**ABOUT THIS TASK**:
The word "screenshot" appears in some lines of the records below; state how many lines, and nothing else.

** STORED DATA follows **

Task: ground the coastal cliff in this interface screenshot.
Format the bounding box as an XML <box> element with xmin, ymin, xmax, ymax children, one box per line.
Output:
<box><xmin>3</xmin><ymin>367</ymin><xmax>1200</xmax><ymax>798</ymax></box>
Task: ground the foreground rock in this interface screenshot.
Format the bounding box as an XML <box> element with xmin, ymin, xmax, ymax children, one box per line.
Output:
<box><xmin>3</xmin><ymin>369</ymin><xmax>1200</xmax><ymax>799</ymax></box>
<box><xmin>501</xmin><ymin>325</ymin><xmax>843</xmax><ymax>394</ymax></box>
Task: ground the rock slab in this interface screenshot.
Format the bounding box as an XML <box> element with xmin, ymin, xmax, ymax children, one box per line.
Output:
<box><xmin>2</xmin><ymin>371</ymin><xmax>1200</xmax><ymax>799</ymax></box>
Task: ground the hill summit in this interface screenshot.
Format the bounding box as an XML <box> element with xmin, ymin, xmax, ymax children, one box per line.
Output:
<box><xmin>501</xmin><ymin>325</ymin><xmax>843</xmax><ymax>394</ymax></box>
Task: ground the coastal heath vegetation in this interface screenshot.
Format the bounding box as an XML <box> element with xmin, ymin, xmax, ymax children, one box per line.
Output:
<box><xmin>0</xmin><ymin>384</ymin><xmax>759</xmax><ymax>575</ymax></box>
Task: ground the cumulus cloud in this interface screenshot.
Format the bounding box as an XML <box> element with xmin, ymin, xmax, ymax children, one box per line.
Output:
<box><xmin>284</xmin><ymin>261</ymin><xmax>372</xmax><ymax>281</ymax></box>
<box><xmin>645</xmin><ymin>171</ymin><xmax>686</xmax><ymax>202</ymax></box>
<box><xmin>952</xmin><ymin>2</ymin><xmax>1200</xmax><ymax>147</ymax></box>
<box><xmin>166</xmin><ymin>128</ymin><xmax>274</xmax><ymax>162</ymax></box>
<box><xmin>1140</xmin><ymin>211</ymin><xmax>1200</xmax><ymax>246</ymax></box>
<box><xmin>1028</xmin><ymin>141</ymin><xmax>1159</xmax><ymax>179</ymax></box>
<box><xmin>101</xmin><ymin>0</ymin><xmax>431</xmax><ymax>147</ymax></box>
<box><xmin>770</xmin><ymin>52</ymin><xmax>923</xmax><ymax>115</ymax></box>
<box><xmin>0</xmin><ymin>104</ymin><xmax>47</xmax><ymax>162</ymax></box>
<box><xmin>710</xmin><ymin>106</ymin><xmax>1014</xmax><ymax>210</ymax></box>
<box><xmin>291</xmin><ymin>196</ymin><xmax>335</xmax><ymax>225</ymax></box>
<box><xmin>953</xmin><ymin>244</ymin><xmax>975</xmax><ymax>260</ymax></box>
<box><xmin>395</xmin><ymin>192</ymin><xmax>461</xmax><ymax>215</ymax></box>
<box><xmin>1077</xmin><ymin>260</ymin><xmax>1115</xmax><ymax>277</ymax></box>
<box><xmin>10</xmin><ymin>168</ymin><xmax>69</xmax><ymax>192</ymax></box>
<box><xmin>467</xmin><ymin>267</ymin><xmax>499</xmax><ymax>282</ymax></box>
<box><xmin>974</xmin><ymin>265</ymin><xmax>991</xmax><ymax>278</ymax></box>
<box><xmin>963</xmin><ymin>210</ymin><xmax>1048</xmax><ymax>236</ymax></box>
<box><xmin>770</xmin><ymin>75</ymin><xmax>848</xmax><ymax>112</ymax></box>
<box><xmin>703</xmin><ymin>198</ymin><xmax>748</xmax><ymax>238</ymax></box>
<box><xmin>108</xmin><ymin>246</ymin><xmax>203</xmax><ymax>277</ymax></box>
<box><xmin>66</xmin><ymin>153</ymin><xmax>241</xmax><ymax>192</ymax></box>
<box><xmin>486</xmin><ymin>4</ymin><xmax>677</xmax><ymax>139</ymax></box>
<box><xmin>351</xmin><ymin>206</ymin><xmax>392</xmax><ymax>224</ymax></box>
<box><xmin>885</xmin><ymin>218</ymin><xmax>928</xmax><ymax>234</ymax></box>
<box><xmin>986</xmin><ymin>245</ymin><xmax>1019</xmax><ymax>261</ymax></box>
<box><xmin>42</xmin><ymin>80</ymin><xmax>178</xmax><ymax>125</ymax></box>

** End of STORED DATA **

**ANSWER BOX**:
6